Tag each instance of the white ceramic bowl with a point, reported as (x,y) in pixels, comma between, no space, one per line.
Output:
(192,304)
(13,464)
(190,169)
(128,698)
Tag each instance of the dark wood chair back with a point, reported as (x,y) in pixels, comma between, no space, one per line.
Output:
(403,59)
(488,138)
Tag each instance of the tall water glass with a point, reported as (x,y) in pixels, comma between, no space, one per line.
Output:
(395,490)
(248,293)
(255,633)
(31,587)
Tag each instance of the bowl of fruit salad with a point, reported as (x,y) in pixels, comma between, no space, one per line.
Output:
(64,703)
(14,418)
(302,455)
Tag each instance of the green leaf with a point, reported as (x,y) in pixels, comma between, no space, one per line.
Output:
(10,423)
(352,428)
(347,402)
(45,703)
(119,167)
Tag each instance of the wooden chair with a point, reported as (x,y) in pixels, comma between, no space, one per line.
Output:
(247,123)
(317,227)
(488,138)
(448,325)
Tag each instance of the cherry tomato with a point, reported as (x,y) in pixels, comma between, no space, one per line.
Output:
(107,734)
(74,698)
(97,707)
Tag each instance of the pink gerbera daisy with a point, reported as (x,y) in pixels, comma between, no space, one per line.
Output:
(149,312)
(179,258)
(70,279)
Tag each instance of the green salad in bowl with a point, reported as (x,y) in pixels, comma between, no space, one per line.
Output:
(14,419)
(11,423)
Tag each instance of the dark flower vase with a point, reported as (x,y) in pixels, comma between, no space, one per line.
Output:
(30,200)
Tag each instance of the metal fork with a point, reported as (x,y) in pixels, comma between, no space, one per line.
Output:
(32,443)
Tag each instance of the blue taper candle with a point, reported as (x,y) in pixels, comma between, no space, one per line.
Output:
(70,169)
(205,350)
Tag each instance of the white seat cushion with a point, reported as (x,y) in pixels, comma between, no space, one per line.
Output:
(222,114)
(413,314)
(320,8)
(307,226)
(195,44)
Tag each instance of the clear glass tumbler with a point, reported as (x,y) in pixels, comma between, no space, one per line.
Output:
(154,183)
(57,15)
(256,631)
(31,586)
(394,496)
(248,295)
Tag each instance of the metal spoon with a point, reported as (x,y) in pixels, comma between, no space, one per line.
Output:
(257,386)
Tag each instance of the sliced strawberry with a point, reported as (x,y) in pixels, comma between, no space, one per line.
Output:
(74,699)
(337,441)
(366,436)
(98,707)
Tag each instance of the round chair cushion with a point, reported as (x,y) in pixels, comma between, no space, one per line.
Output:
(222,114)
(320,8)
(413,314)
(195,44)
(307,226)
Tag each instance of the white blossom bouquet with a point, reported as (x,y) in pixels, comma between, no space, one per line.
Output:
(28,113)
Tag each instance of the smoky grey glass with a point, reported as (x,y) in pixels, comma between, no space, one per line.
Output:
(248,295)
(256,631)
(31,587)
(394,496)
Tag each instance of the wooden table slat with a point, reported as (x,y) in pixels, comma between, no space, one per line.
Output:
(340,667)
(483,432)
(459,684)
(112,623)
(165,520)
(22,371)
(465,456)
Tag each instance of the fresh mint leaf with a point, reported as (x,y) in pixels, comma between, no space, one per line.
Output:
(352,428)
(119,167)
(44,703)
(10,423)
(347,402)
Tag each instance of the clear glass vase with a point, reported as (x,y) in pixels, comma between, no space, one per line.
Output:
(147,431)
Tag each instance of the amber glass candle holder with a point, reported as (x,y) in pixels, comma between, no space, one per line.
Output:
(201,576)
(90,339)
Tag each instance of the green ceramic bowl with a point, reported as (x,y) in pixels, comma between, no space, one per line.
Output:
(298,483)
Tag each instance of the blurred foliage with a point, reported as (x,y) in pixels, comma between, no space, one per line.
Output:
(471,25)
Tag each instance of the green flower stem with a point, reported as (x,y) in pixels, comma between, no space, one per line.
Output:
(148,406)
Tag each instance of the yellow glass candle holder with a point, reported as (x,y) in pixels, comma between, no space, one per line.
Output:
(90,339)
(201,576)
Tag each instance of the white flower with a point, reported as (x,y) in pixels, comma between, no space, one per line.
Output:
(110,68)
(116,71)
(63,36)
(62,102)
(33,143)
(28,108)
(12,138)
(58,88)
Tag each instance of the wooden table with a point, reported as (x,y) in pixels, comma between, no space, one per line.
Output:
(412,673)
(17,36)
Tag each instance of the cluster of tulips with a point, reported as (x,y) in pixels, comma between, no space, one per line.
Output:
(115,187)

EXERCISE BRIEF — Write out the listing once more, matching it exactly.

ANSWER TO THE PROBLEM —
Tag each instance of the white ceramic bowl with a point, reported as (x,y) in pixels, comma between, no space, one per line.
Output:
(192,304)
(13,464)
(190,169)
(128,698)
Tag each instance of the dark wood chair back with a point, reported as (x,y) in pixels, comma between, no space, one per line.
Output:
(403,59)
(488,138)
Tag each instance of the tall water glass with a point, reported as (x,y) in pixels, comma between, no space, one per line.
Output:
(395,490)
(248,293)
(255,633)
(31,587)
Tag each instance of the bowl of fruit salad with a point, reported as (x,y) in pixels, comma between, no space, one per line.
Output:
(64,703)
(14,418)
(302,455)
Tag each instance of the green leaf with a point, reported as (x,y) in pixels, comma between, no space, one per line.
Output:
(10,423)
(352,428)
(347,402)
(45,703)
(119,167)
Tag each instance of the wooden chair with a point, reported as (x,y) in pixels, comma between, no space, one per line.
Output:
(247,123)
(317,227)
(488,138)
(448,325)
Tag each instance of the cherry tomato with a point, reported as (x,y) in pixels, comma between, no space, one per line.
Output:
(107,734)
(74,698)
(97,707)
Tag each instance of the pink gerbera daisy with a point, reported as (x,y) in pixels, comma between, no space, one per line.
Output:
(149,312)
(179,258)
(70,279)
Tag each instance of the green salad in bowl with a point, reported as (x,y) in pixels, comma between, no space, one per line.
Output:
(14,419)
(11,423)
Tag each instance of the dark flower vase with a point, reported as (x,y) in pixels, comma between, no space, one per line.
Output:
(30,200)
Tag each instance of the metal fork with a point, reported as (x,y) in pixels, comma between, no space, one per line.
Output:
(32,443)
Tag each instance of the blue taper candle with a point, reported as (x,y) in pixels, comma between, no space, one per line.
Output:
(70,169)
(205,350)
Tag each instance of the white seat cushion with a point, reported as (x,y) in pixels, comma between, no space, one per line.
Output:
(222,114)
(413,314)
(320,8)
(307,226)
(195,44)
Tag each instance of the clear glass tumbler with a point, reported as (x,y) in pixels, comma between, no space, one per line.
Output:
(154,183)
(57,15)
(256,631)
(31,586)
(394,496)
(248,295)
Tag each instance of the metal spoon with a point, reported as (x,y) in pixels, comma between, no space, one per line.
Output:
(257,386)
Tag each instance of the sliced strawberry with a point, reported as (x,y) in pixels, comma between, no space, one per line.
Output:
(74,699)
(337,441)
(366,436)
(98,707)
Tag each instance of the round chair cushion with a point, reported as (x,y) in pixels, comma between, no space, one per line.
Output:
(222,114)
(320,8)
(413,314)
(195,44)
(307,226)
Tag each instance of the white blossom bouquet with a point, reported as (x,y) in pixels, comma between, no space, one per line.
Output:
(28,113)
Tag each instance of the smoky grey glass with a point, reported as (x,y) in pixels, comma between, no space, one per line.
Output:
(248,295)
(256,631)
(31,587)
(394,496)
Tag each instance of the wooden table slat with a point, reported as (x,y) in pixels, comma between, no space, one per line.
Output:
(340,667)
(483,432)
(459,684)
(112,623)
(165,520)
(22,371)
(465,456)
Tag each instance of the fresh mint leaf with a point, reported as (x,y) in pixels, comma between, no space, one per line.
Output:
(352,428)
(119,167)
(44,703)
(10,423)
(347,402)
Tag each instance of the clear glass vase with a point, reported as (x,y) in pixels, comma between, no space, one per line.
Output:
(147,431)
Tag each instance of the amber glass candle holder with a point, reported as (x,y) in pixels, comma between, no space, one per line.
Output:
(201,576)
(90,339)
Tag each instance of the green ceramic bowl with a point, reported as (x,y) in pixels, comma between, no space, one per line.
Output:
(298,483)
Tag each instance of the blurred foliage with a point, reported as (x,y) in pixels, comma between, no space, one per line.
Output:
(471,25)
Tag each instance of the green flower stem with a point, reported as (x,y) in pixels, comma between, no space, one per line.
Output:
(148,406)
Tag each instance of the yellow glass candle holder with a point, reported as (x,y) in pixels, comma between, no space, one per line.
Output:
(90,339)
(201,576)
Tag each instance of the white flower with a point, reported as (x,y) in pixels, comma between, no space, one per line.
Output:
(110,68)
(116,71)
(63,36)
(62,102)
(33,143)
(28,108)
(12,138)
(58,88)
Tag each instance of the wooden table with a point, reported as (x,y) in pixels, comma between, no space, one per line.
Output:
(412,673)
(17,36)
Tag each instance of the cluster of tulips with a point, reported as (x,y) in pixels, comma between, no space, one per line.
Output:
(115,187)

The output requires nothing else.